> Problem to solve
Pictures stay out; everything else in the records gets transcribed exactly.

> Provided entries
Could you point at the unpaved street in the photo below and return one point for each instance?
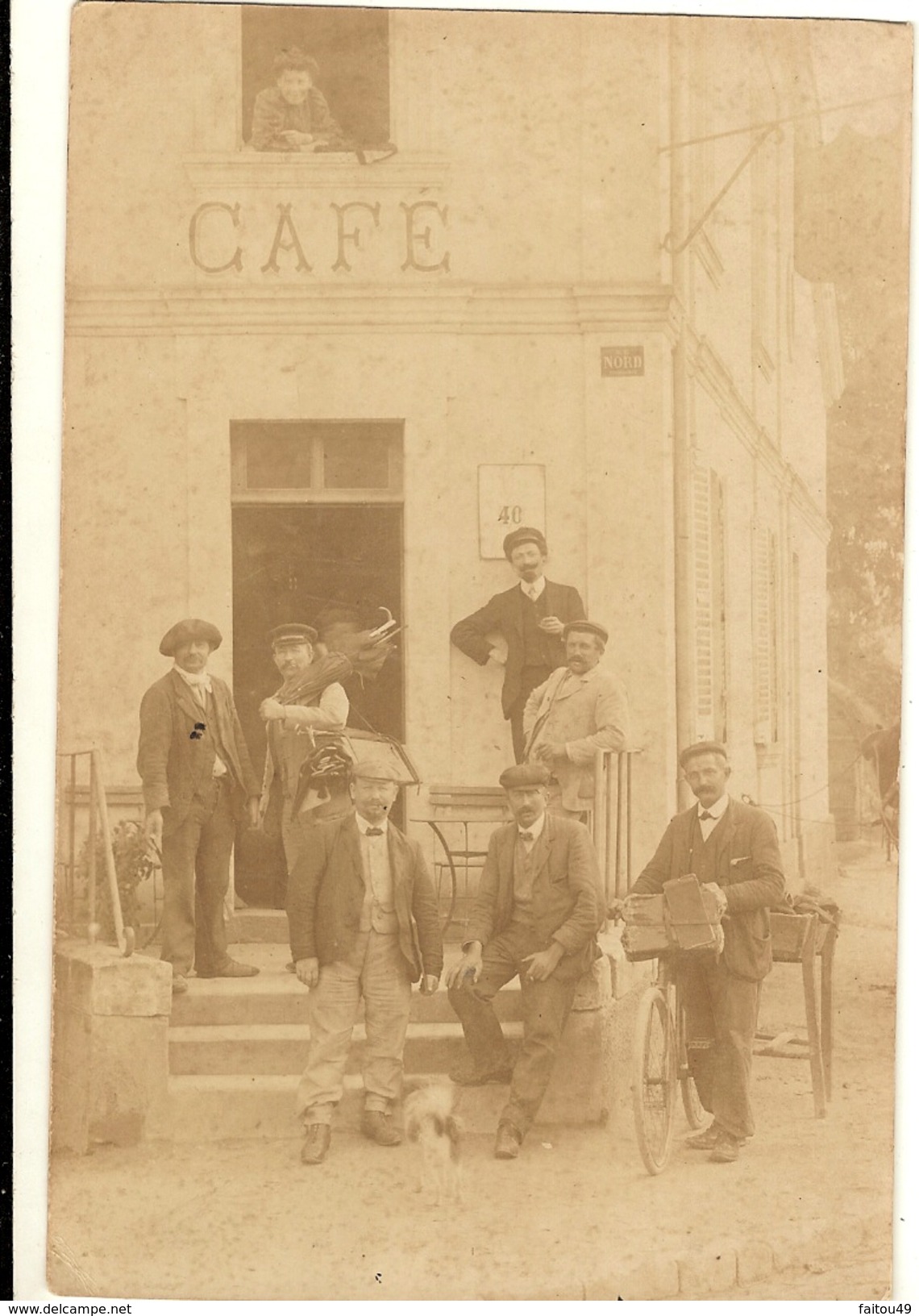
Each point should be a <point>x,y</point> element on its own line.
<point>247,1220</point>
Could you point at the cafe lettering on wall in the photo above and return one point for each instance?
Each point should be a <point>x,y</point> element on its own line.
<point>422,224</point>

> Exercise response
Could you point at the unpaved street in the photo below and return one point for each instance?
Each point should be a <point>x,y</point> element on its own line.
<point>247,1220</point>
Could you point at the cafe lettering on wall in the photo above and return one point for each instance?
Each point should be a <point>x,y</point> element on its own line.
<point>422,224</point>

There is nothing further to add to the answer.